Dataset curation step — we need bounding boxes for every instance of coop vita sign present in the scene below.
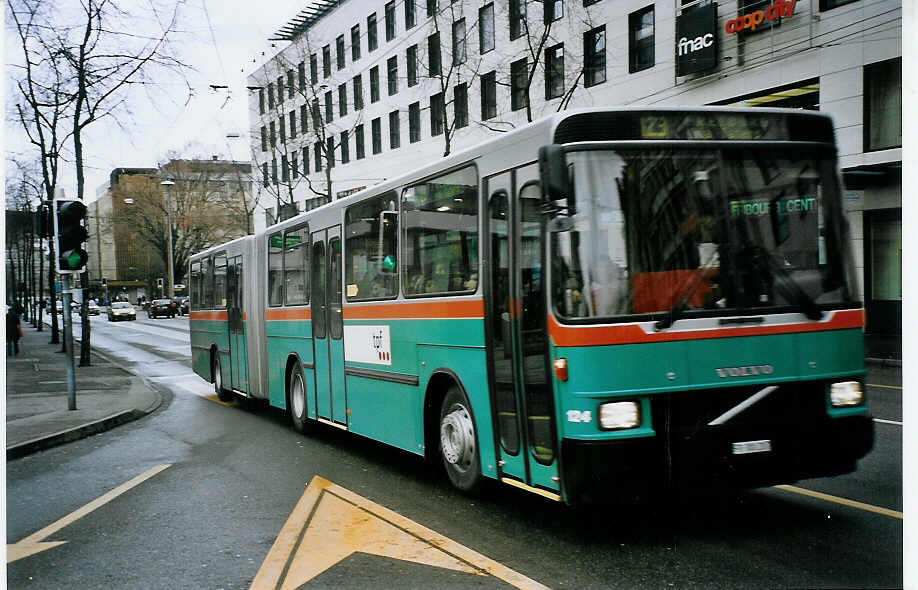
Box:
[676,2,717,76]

————

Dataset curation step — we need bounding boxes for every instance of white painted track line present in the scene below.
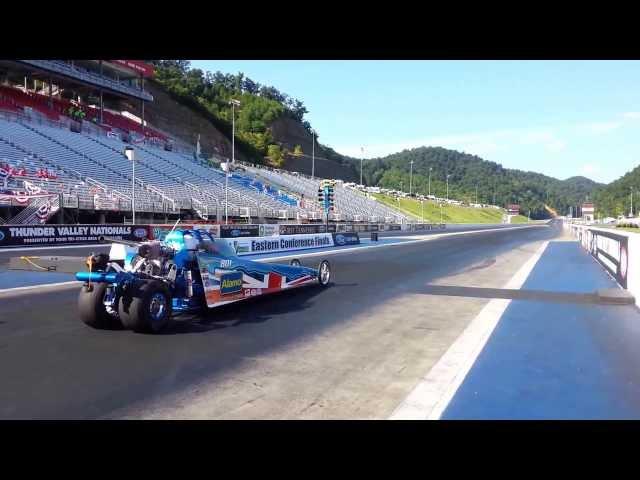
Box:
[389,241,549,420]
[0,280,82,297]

————

_GIVEN TASK_. Recast the listing from the line with "sign present in the scene below." to the line with "[676,2,717,76]" as a two-column CSV with columns named instruction and box, one row per listing entry, each value in a single quoted field with line breaks converted to spaces. Leave the pictures out.

_RESULT FOR THIS TASK_.
instruction,box
"Dataset curation step — we need bounding boxes for every instance of coop vita sign present in the scene below. Box:","[676,2,717,76]"